• Problem to work on: Given the records below, would you repeat exactly the lines that begin at the one containing "positive clicks: (198, 231)" and end at the one containing "218L182 216L171 226L169", inclusive?

• Material shown:

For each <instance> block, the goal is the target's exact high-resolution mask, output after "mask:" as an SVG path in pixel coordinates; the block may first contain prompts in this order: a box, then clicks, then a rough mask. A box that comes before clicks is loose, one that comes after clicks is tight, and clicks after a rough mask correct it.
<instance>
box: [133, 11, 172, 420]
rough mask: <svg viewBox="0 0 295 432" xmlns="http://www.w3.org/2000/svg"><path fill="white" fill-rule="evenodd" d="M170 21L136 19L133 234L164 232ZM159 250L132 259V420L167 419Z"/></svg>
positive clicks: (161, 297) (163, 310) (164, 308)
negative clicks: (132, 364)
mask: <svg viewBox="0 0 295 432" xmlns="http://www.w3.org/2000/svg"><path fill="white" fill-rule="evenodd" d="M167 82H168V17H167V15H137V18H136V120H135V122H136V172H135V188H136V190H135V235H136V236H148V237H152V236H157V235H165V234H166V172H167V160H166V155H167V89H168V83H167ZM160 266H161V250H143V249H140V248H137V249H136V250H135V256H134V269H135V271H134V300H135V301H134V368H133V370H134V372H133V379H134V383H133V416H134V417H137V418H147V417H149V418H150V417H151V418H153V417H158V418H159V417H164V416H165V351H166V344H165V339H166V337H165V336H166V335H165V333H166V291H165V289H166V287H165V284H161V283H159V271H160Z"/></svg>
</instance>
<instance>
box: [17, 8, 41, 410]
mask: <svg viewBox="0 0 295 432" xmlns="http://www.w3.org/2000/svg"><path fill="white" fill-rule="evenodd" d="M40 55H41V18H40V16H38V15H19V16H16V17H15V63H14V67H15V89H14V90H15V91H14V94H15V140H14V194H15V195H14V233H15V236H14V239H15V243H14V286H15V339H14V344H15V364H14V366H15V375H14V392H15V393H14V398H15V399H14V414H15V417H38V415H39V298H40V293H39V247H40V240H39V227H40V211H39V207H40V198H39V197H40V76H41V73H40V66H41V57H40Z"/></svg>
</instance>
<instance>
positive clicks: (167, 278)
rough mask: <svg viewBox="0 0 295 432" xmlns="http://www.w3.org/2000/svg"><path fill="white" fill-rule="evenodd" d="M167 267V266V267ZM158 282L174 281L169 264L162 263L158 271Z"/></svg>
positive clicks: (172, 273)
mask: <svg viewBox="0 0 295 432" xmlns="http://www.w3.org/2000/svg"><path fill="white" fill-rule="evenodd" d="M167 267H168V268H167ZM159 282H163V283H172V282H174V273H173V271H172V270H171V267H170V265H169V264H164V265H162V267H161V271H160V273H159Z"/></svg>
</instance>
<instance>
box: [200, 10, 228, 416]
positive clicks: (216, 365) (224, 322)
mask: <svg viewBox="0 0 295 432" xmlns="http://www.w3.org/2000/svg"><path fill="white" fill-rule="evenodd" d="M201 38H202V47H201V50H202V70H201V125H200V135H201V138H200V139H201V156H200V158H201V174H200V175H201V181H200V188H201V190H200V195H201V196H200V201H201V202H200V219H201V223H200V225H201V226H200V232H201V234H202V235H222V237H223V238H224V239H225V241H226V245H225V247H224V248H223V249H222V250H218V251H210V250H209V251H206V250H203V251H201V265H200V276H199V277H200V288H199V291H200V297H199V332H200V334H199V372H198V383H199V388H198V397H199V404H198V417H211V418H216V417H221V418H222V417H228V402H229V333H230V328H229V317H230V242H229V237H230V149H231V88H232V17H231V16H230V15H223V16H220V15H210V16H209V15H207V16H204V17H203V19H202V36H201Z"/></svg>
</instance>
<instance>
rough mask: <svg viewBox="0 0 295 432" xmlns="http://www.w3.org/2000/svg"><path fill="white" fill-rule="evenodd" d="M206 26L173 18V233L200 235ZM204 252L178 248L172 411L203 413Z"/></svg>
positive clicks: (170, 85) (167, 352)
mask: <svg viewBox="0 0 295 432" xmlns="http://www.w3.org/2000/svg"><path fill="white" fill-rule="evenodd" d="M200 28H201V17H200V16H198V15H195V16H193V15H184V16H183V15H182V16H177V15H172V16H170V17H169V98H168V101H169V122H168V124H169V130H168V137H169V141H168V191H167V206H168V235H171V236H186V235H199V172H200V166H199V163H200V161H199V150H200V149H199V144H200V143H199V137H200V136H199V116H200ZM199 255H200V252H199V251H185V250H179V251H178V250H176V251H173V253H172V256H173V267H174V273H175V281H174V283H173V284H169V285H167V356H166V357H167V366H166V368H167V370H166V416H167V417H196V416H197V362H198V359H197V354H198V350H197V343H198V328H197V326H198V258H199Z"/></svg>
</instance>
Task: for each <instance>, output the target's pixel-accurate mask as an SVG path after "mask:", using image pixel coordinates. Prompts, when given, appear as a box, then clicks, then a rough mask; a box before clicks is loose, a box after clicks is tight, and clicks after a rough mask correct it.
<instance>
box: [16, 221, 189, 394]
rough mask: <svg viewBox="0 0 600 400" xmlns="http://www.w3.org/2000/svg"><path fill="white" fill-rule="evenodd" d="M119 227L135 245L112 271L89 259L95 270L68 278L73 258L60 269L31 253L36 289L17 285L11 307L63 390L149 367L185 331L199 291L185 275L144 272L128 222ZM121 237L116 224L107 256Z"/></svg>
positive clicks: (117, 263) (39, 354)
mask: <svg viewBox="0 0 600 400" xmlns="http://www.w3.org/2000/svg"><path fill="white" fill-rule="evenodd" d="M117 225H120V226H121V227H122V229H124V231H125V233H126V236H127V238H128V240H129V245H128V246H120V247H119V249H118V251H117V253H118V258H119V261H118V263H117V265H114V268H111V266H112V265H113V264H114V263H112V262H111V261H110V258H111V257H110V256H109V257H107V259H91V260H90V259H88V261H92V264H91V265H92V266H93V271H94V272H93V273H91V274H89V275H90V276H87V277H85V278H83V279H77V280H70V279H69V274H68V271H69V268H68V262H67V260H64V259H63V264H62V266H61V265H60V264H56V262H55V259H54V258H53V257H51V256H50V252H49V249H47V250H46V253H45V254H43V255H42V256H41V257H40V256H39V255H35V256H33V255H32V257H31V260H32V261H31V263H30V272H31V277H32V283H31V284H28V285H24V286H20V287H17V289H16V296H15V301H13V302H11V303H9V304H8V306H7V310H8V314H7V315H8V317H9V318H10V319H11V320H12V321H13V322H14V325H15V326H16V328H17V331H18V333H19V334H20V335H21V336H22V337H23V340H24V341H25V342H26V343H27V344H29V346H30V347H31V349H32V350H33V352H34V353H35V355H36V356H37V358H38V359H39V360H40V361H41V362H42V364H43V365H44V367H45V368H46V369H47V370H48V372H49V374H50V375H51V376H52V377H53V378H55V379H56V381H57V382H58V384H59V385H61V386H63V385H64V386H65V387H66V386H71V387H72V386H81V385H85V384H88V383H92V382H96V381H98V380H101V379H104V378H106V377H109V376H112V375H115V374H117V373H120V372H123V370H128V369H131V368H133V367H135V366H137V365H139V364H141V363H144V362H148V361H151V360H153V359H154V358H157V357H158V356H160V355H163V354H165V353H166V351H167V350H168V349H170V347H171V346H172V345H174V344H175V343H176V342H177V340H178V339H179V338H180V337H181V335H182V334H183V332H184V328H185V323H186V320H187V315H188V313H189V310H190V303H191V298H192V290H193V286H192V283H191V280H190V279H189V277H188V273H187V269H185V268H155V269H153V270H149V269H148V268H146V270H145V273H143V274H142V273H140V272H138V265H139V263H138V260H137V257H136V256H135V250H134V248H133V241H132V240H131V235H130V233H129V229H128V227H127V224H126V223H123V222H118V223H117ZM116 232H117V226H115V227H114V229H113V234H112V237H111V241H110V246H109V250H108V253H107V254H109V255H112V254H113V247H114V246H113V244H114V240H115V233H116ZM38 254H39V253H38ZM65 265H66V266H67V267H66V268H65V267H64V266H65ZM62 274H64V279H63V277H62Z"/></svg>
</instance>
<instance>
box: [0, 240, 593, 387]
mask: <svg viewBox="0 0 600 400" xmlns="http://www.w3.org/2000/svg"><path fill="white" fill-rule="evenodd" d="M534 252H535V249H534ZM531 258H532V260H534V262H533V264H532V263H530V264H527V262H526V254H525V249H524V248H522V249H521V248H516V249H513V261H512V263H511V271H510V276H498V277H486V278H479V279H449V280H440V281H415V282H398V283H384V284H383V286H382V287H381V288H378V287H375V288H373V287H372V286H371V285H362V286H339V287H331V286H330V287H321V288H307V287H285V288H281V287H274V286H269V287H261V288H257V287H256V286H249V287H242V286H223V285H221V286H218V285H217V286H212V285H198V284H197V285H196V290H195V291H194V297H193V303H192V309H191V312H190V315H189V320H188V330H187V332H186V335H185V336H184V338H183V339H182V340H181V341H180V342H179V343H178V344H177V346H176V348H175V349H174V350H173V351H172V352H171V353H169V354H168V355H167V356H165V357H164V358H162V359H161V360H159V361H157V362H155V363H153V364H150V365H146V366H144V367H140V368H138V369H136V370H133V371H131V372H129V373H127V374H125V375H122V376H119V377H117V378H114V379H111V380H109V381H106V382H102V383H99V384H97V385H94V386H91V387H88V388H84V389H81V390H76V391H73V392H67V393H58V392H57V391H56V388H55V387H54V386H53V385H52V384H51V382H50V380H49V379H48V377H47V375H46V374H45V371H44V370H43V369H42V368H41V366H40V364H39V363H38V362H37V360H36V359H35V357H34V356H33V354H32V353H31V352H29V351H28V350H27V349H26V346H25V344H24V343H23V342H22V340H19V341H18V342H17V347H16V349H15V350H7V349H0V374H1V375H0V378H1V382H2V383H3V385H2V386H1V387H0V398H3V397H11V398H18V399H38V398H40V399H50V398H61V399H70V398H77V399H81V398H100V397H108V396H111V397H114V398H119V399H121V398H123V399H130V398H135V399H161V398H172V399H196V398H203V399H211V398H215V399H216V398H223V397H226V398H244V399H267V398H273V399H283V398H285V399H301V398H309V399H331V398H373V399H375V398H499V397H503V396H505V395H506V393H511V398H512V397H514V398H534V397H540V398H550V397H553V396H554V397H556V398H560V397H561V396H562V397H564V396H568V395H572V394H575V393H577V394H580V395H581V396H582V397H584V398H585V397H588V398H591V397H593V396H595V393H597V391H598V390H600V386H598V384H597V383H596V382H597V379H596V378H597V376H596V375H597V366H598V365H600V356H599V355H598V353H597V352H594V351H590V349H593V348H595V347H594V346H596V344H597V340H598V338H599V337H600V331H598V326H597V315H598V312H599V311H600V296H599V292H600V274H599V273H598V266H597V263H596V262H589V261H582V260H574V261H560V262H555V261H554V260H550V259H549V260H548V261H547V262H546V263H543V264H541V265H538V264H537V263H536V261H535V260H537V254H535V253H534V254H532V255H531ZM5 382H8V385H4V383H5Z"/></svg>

==

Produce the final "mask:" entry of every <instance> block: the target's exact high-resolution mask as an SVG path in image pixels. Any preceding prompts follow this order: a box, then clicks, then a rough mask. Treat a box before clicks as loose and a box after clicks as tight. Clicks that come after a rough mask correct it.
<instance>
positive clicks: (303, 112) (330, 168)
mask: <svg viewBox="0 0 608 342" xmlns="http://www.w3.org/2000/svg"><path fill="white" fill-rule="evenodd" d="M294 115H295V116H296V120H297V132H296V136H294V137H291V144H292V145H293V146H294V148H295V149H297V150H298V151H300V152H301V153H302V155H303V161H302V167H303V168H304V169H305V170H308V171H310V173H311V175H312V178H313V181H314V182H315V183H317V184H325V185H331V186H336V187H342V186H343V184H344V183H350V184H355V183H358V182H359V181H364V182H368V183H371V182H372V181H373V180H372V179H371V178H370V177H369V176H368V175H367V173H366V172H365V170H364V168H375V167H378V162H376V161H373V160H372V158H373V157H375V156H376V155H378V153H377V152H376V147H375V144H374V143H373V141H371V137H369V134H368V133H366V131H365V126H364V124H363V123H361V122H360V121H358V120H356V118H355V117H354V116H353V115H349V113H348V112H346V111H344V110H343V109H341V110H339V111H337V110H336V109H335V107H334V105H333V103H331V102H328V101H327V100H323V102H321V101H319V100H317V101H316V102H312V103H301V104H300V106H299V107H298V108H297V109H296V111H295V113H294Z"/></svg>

...

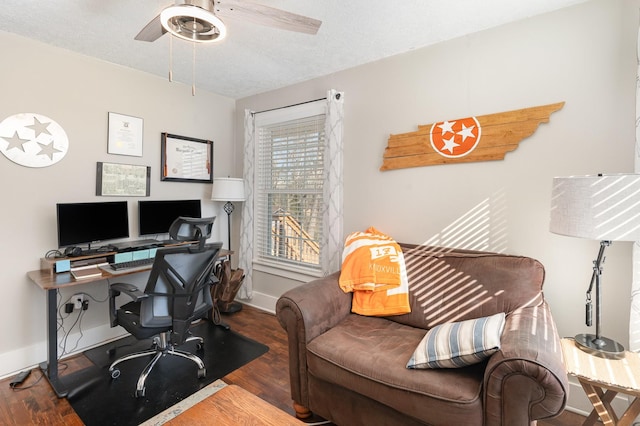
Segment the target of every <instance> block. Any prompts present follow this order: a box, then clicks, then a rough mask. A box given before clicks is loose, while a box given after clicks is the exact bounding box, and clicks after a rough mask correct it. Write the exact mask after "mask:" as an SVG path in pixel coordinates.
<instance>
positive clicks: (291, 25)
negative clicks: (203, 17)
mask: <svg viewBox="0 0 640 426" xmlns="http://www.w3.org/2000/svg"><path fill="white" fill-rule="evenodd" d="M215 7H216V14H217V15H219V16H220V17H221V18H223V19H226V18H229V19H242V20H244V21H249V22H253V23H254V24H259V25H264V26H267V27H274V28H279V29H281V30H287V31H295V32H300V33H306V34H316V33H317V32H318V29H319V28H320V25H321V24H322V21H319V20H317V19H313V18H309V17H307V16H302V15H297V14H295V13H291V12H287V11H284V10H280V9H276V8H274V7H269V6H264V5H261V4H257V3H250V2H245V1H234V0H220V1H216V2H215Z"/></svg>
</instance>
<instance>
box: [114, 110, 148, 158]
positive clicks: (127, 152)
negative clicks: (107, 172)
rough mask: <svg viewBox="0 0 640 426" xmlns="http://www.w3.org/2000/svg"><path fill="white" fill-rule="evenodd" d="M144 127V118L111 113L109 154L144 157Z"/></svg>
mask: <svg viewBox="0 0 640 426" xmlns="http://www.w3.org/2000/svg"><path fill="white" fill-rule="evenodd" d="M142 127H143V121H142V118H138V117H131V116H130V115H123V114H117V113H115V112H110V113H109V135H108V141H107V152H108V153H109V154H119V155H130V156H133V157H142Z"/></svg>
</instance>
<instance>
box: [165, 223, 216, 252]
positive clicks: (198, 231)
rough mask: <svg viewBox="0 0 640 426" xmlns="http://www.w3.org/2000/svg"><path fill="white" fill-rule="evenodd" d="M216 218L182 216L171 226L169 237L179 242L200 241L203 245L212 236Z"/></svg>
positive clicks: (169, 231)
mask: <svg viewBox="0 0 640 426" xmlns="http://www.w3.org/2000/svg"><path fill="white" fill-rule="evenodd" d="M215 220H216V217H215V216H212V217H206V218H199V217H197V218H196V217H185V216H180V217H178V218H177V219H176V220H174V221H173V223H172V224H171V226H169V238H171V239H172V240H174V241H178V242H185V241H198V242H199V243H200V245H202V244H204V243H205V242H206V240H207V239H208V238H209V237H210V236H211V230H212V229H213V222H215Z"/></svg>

• Exercise output:
positive clicks: (198, 231)
rough mask: <svg viewBox="0 0 640 426" xmlns="http://www.w3.org/2000/svg"><path fill="white" fill-rule="evenodd" d="M216 218L182 216L171 226L169 237L179 242L200 241L203 245L212 236Z"/></svg>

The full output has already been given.